Task objective -
What you give back must match the data below character for character.
■ ■ ■ ■
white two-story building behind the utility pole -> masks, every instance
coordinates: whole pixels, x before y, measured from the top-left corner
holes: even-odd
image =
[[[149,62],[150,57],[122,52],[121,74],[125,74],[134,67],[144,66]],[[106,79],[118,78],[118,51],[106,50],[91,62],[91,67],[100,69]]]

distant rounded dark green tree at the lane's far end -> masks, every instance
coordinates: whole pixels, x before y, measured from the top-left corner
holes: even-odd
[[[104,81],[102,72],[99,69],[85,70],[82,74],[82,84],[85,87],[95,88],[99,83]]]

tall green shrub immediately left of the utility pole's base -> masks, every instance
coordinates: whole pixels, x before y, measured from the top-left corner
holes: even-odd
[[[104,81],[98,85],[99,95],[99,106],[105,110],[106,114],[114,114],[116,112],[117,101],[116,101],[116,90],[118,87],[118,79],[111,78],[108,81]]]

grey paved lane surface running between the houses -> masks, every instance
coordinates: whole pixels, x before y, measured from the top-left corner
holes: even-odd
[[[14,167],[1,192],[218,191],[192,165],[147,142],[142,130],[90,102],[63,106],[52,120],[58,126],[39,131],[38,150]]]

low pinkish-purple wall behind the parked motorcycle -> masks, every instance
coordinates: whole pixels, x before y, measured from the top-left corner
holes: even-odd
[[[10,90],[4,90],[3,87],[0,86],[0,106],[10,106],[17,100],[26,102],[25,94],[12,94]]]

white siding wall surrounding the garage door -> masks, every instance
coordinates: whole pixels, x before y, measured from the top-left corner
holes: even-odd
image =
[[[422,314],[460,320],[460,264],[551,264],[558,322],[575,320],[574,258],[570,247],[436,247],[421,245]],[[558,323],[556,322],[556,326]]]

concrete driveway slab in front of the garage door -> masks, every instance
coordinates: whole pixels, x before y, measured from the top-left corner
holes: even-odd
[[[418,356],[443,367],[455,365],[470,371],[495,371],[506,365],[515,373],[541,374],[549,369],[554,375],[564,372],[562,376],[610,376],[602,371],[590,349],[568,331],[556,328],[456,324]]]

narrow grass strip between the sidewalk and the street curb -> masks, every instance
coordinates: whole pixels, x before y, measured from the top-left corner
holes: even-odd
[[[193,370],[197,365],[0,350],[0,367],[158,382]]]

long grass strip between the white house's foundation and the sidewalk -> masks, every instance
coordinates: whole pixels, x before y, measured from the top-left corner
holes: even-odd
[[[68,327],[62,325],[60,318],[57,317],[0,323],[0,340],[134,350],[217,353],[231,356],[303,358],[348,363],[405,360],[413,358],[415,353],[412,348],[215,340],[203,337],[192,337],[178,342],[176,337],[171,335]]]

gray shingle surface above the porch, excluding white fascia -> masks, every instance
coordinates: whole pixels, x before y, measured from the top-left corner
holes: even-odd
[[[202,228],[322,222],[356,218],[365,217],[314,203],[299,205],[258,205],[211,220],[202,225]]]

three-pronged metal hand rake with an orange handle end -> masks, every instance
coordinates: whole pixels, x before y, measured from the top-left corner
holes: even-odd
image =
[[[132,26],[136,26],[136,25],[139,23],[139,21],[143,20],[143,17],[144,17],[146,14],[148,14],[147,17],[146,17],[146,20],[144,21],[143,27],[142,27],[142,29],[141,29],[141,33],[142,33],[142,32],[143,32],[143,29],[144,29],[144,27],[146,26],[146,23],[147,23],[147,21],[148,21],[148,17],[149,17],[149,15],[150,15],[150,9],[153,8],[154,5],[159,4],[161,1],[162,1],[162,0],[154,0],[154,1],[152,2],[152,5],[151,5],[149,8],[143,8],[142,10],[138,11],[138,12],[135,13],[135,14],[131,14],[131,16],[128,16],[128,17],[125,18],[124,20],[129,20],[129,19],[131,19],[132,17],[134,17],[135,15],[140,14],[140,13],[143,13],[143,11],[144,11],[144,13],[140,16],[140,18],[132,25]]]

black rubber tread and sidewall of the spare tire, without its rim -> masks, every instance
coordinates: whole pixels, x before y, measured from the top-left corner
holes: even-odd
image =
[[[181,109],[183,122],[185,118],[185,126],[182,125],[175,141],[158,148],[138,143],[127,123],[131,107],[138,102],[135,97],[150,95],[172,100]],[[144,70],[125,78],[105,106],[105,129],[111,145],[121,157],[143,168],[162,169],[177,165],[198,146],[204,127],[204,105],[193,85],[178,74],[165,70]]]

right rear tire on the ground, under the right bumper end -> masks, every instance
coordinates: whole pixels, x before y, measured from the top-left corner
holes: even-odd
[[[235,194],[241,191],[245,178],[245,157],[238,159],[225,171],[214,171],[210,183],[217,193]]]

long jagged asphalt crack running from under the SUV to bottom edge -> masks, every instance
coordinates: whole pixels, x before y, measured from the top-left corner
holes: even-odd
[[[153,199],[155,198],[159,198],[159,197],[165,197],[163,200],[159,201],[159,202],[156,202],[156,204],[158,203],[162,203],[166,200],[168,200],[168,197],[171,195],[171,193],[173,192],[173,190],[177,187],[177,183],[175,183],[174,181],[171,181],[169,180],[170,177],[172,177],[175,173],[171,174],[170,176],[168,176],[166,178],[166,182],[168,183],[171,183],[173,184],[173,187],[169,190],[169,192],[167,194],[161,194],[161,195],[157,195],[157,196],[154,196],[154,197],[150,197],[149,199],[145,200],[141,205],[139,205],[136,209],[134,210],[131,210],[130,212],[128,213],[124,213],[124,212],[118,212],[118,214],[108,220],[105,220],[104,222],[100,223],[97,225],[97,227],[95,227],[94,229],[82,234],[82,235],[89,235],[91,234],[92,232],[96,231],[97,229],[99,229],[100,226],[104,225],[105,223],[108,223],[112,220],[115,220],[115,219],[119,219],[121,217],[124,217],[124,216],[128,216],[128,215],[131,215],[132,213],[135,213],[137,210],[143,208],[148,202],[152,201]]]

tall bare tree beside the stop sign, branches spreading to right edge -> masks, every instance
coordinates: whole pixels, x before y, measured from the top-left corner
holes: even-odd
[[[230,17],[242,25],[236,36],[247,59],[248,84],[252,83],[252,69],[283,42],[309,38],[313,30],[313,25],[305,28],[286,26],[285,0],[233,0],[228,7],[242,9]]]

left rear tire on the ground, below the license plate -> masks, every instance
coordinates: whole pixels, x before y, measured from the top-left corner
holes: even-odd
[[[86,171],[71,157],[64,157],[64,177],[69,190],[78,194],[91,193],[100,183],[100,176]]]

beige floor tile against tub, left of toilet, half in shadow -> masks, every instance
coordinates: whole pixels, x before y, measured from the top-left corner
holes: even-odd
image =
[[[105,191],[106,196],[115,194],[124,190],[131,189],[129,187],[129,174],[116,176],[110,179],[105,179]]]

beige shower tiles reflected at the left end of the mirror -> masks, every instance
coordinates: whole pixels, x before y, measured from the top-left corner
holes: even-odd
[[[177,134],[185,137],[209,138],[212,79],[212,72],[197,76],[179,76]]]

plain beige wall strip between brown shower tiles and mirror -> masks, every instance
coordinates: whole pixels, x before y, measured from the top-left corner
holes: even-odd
■ ■ ■ ■
Finished exercise -
white two-story building behind the utility pole -> masks, every instance
coordinates: whole pixels, x before y, measured from the top-left corner
holes: even-odd
image =
[[[149,62],[150,57],[122,52],[121,74],[125,74],[134,67],[144,66]],[[106,79],[118,78],[118,51],[106,50],[91,62],[91,67],[100,69]]]

distant rounded dark green tree at the lane's far end -> masks, every instance
coordinates: whole pixels, x before y, measured from the top-left corner
holes: even-odd
[[[104,81],[102,72],[99,69],[85,70],[82,74],[82,84],[85,87],[95,88],[99,83]]]

tall green shrub immediately left of the utility pole's base -> masks, every instance
coordinates: whole pixels, x before y, measured from the top-left corner
holes: even-odd
[[[104,81],[98,85],[99,95],[99,106],[105,110],[106,114],[114,114],[116,112],[117,101],[116,101],[116,90],[118,87],[118,79],[111,78],[108,81]]]

grey paved lane surface running between the houses -> masks, every instance
coordinates: whole pixels, x before y, measured from the top-left corner
holes: even-odd
[[[14,167],[1,192],[218,191],[192,165],[147,142],[142,130],[90,102],[63,106],[52,120],[58,126],[39,131],[38,150]]]

low pinkish-purple wall behind the parked motorcycle -> masks, every instance
coordinates: whole pixels, x before y, measured from the top-left corner
holes: even-odd
[[[10,90],[4,90],[3,87],[0,86],[0,106],[10,106],[17,100],[26,102],[25,94],[12,94]]]

white siding wall surrounding the garage door -> masks, every instance
coordinates: whole pixels, x before y, measured from the top-left corner
holes: even-odd
image =
[[[422,314],[460,320],[460,264],[551,264],[558,322],[575,320],[574,258],[570,247],[436,247],[421,245]],[[558,323],[556,322],[556,326]]]

concrete driveway slab in front of the garage door -> masks, every instance
coordinates: whole pixels, x before y, measured from the top-left corner
holes: even-odd
[[[418,356],[443,367],[455,365],[470,371],[495,371],[506,365],[515,373],[541,374],[549,369],[554,375],[564,372],[562,376],[610,376],[602,371],[590,349],[568,331],[556,328],[456,324]]]

narrow grass strip between the sidewalk and the street curb -> masks, every instance
coordinates: whole pixels, x before y, measured from the top-left corner
holes: even-odd
[[[193,370],[197,365],[0,350],[0,367],[158,382]]]

long grass strip between the white house's foundation and the sidewalk -> masks, every instance
coordinates: whole pixels, x before y, measured from the top-left corner
holes: even-odd
[[[68,327],[62,325],[60,318],[57,317],[0,323],[0,340],[134,350],[217,353],[231,356],[303,358],[348,363],[405,360],[413,358],[415,353],[412,348],[215,340],[203,337],[192,337],[178,342],[176,337],[171,335]]]

gray shingle surface above the porch, excluding white fascia -> masks, every instance
coordinates: whole pixels, x before y, measured from the top-left corner
holes: even-odd
[[[202,228],[322,222],[356,218],[365,217],[314,203],[299,205],[258,205],[211,220],[202,225]]]

three-pronged metal hand rake with an orange handle end -> masks, every instance
coordinates: whole pixels, x before y, measured from the top-left corner
holes: even-odd
image =
[[[132,26],[136,26],[136,25],[139,23],[139,21],[143,20],[143,17],[144,17],[146,14],[148,14],[147,17],[146,17],[146,20],[144,21],[143,27],[142,27],[142,29],[141,29],[141,33],[142,33],[142,32],[143,32],[143,29],[144,29],[144,27],[146,26],[146,23],[147,23],[147,21],[148,21],[148,17],[149,17],[149,15],[150,15],[150,9],[153,8],[154,5],[159,4],[161,1],[162,1],[162,0],[154,0],[154,1],[152,2],[152,5],[151,5],[149,8],[143,8],[142,10],[138,11],[138,12],[135,13],[135,14],[131,14],[131,16],[128,16],[128,17],[125,18],[124,20],[129,20],[129,19],[131,19],[132,17],[134,17],[135,15],[140,14],[140,13],[143,13],[143,11],[144,11],[144,13],[140,16],[140,18],[132,25]]]

black rubber tread and sidewall of the spare tire, without its rim -> masks, every instance
coordinates: whole pixels, x before y, measured from the top-left corner
holes: even-odd
image =
[[[181,109],[183,122],[185,118],[185,126],[182,125],[175,141],[158,148],[138,143],[127,123],[131,107],[138,102],[135,97],[150,95],[172,100]],[[144,70],[125,78],[105,106],[105,129],[111,145],[121,157],[143,168],[162,169],[177,165],[198,146],[204,127],[204,105],[193,85],[178,74],[165,70]]]

right rear tire on the ground, under the right bumper end -> masks, every instance
coordinates: whole pixels, x before y, measured from the top-left corner
holes: even-odd
[[[235,194],[241,191],[245,178],[245,157],[238,159],[225,171],[214,171],[210,183],[217,193]]]

long jagged asphalt crack running from under the SUV to bottom edge -> masks, every instance
coordinates: whole pixels, x before y, measured from the top-left corner
holes: even-odd
[[[153,199],[155,198],[159,198],[159,197],[165,197],[163,200],[159,201],[159,202],[156,202],[156,204],[158,203],[162,203],[166,200],[168,200],[168,197],[171,195],[171,193],[173,192],[173,190],[177,187],[177,183],[175,183],[174,181],[171,181],[169,180],[170,177],[172,177],[175,173],[171,174],[170,176],[168,176],[166,178],[166,182],[168,183],[171,183],[173,184],[173,187],[169,190],[169,192],[167,194],[161,194],[161,195],[157,195],[157,196],[154,196],[154,197],[150,197],[149,199],[145,200],[141,205],[139,205],[136,209],[134,210],[131,210],[130,212],[128,213],[124,213],[124,212],[118,212],[118,214],[108,220],[105,220],[104,222],[100,223],[97,225],[97,227],[95,227],[94,229],[82,234],[82,235],[89,235],[91,234],[92,232],[96,231],[97,229],[99,229],[100,226],[104,225],[105,223],[108,223],[112,220],[115,220],[115,219],[119,219],[121,217],[124,217],[124,216],[128,216],[128,215],[131,215],[132,213],[135,213],[137,210],[143,208],[148,202],[152,201]]]

tall bare tree beside the stop sign, branches spreading to right edge -> masks, every instance
coordinates: whole pixels, x before y, measured from the top-left corner
holes: even-odd
[[[230,17],[242,25],[236,36],[247,59],[248,84],[252,83],[252,69],[283,42],[309,38],[313,30],[313,25],[305,28],[286,26],[285,0],[233,0],[228,7],[242,9]]]

left rear tire on the ground, below the license plate -> masks, every instance
coordinates: whole pixels, x before y, measured from the top-left corner
holes: even-odd
[[[86,171],[71,157],[64,157],[64,177],[69,190],[78,194],[91,193],[100,183],[100,176]]]

beige floor tile against tub, left of toilet, half in shadow -> masks, every instance
coordinates: whole pixels, x before y, measured from the top-left corner
holes: even-odd
image =
[[[105,191],[106,196],[115,194],[124,190],[131,189],[129,187],[129,174],[116,176],[110,179],[105,179]]]

beige shower tiles reflected at the left end of the mirror -> masks, every instance
coordinates: whole pixels, x before y, measured from the top-left corner
holes: even-odd
[[[177,134],[185,137],[209,138],[212,79],[212,72],[197,76],[179,76]]]

plain beige wall strip between brown shower tiles and mirror -> masks, every instance
coordinates: whole pixels, x before y, measured from the top-left corner
holes: even-odd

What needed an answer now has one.